Pembiasaan sikap demikian, bila dilakukan secara berulang-ulang, sehingga permanen di dalam memori. Ketika bersalaman harus antri sebagai contoh. Apalagi, mau masuk kelas harus antri, dan saat mengambil jatah makanan harus antri. Begitulah seterusnya saat ingin mendapatkan sesuatu harus tertib dan mengantri.
Pembiasaan-pembiasaan harus tertib dalam antrian ini. Praktek dan tindakan merupakan langkah dalam mengajarkan pendidikan karakter yang dilakukan dengan perlahan-lahan dan secara kontiniu. Mungkin bisa membutuhkan waktu bulanan, bahkan tahunan.
Berbeda dengan ilmu pasti seperti matematika atau fisika, bisa dipelajari secara intensif dalam kurun waktu beberapa bulan saja. Dan, itu bisa dilihat hasilnya setelah dilakukan evaluasi. Termasuk dalam penerapan kedisiplinan, latihan dan keterampilan. Sedangkan sikap sabar dan disiplin dalam antrian adalah persoalan “atitude” dan rasa atau “Sense”.
Memang benar para ahli pendidikan di negara Jepang meletakkan pelajaran atitude (Sikap) di kelas rendah (kelas 1-3) dalam kurikulum mereka di jenjang sekolah dasar. Pendidikan karakter seperti tata krama, sopan santun, dan etika sangat ditekankan ketimbang membaca, menulis dan berhitung (calistung).

### Bagian Data:
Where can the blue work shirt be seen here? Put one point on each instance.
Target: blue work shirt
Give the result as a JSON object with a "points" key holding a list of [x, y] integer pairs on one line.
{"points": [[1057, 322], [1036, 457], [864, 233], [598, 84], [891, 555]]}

--

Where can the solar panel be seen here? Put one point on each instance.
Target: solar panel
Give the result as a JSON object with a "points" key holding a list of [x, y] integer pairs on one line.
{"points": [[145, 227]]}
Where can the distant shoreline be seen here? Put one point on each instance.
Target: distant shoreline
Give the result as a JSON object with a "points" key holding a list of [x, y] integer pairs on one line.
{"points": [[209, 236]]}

* * *

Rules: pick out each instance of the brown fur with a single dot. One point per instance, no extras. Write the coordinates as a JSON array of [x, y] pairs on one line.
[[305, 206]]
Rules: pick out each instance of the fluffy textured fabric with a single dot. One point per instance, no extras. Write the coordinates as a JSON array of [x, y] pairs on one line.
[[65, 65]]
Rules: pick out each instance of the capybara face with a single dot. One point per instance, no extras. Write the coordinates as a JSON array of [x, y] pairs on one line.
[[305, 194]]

### Permintaan Tugas 1:
Tentukan apakah setiap pernyataan berikut sesuai dengan teks bacaan tentang pendidikan karakter. Jawab ya atau tidak dan sertakan kutipan persis dari teks yang menentukannya: (a) Pendidikan karakter dapat diajarkan dalam waktu singkat. (b) Ilmu pasti seperti matematika dapat dipelajari secara intensif dalam beberapa bulan. (c) Di Jepang, pelajaran sikap ditempatkan di kelas rendah sekolah dasar.
### Permintaan Tugas 2:
Tuliskan lanjutan teks bacaan tentang pendidikan karakter dan kebiasaan mengantre, dimulai setelah kalimat terakhirnya.
Butir-butir pada bagian data tidak berperan dalam pengerjaan ini.

### Jawaban 1:
(a) Tidak: "Mungkin bisa membutuhkan waktu bulanan, bahkan tahunan."
(b) Ya: "bisa dipelajari secara intensif dalam kurun waktu beberapa bulan saja"
(c) Ya: "meletakkan pelajaran atitude (Sikap) di kelas rendah (kelas 1-3)"

### Jawaban 2:
Kesemua itu didasarkan kepada pertimbangan bahwa pendidikan karakter, butuh pembiasaan dan contoh tauladan yang berulang-ulang secara kontiniu dalam kurun waktu yang cukup lama. Setelah tiga tahun siswa terbiasa dengan karakter yang baik, maka di kelas tinggi (kelas 4-6) baru penekanan keilmuan pada semua mata pelajaran.
Berdasarkan uraian di atas, kiranya banyak manfaat yang bisa kita pelajari dari budaya antri dengan nilai-nilai karakter yang tinggi seperti ;
Pertama, pembelajaran menghargai waktu. Manajemen waktu sangat dibutuhkan dalam meraih kesuksesan. Orang yang menghargai waktu akan tidak pernah terlambat dalam mengambil antrian, dia sudah mempertimbangkan segala sesuatunya secara baik.
Kedua, Pembelajaran mengelola kesabaran. Bersabar dalam menunggu giliran merupakan proses pengelolaan emosi yang baik agar tidak ceroboh dalam bertindak. Orang yang terbiasa sabar akan santai ketika mengantri.
Ketiga, Pembelajaran toleransi dengan sesama. Dengan tidak menyerobot antrian kita sudah belajar menghargai hak orang lain yang lebih layak untuk didahulukan. Keempat, Pembelajaran tentang disiplin. Dengan tertib aturan dan mematuhi segala ketentuan beserta konsekuensinya kita sudah belajar mendisiplinkan diri. Disiplin waktu adalah kunci kesuksesan.
Kelima, Pembelajaran tentang atitude. Sikap malu bila datang terlambat. Malu bila menyerobot antrian dan malu bila tidak disiplin dengan waktu. Dan budaya malu ini yang sudah menipis diberbagai kalangan saat sekarang ini.
Keenam, Pembelajaran tentang kejujuran. Dengan mengantri kita belajar jujur pada diri sendiri dan orang lain. Orang yang datang lebih dahulu lebih berhak ketimbang yang datang belakangan. Kejujuran ini senantiasa harus diterapkan dan merupakan nilai yang sangat langka dan mahal di era sekarang ini. Ketika ditanya siapa yang datang lebih duluan ? Beranikan diri untuk menjawab sejujurnya.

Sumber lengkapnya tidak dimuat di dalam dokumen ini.